TASK OBJECTIVE
Lines with the word "detect" are the answer; copy each of them from the data below.

──────── DATA TO PROCESS ────────

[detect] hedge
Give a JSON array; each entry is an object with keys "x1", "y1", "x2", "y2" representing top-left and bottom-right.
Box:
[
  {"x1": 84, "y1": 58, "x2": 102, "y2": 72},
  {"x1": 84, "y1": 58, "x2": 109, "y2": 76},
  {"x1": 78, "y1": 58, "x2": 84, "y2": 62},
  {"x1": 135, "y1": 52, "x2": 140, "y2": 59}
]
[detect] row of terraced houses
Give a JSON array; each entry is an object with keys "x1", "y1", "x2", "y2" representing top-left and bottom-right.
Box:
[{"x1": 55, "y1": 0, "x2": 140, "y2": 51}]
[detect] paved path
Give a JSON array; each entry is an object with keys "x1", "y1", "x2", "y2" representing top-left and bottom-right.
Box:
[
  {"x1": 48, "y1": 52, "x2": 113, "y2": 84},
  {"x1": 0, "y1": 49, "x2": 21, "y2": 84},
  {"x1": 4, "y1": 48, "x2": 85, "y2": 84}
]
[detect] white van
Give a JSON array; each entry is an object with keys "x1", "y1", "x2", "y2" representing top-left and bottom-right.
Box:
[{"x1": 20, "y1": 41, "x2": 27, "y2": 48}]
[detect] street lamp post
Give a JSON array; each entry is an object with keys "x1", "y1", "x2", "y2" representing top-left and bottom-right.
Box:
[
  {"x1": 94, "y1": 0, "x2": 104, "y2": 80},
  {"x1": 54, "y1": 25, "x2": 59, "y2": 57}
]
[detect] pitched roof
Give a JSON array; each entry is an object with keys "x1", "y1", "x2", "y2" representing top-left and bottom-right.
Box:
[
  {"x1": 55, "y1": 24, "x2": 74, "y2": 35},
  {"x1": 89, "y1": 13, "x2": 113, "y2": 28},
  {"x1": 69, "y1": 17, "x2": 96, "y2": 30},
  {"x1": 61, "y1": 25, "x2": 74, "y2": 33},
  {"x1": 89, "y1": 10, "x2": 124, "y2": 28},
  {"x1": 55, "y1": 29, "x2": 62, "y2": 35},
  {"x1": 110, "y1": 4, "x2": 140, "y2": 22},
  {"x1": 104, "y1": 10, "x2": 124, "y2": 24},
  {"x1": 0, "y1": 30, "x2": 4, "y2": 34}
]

────────

OUTPUT
[detect] hedge
[detect] row of terraced houses
[detect] paved path
[detect] white van
[detect] street lamp post
[detect] pitched roof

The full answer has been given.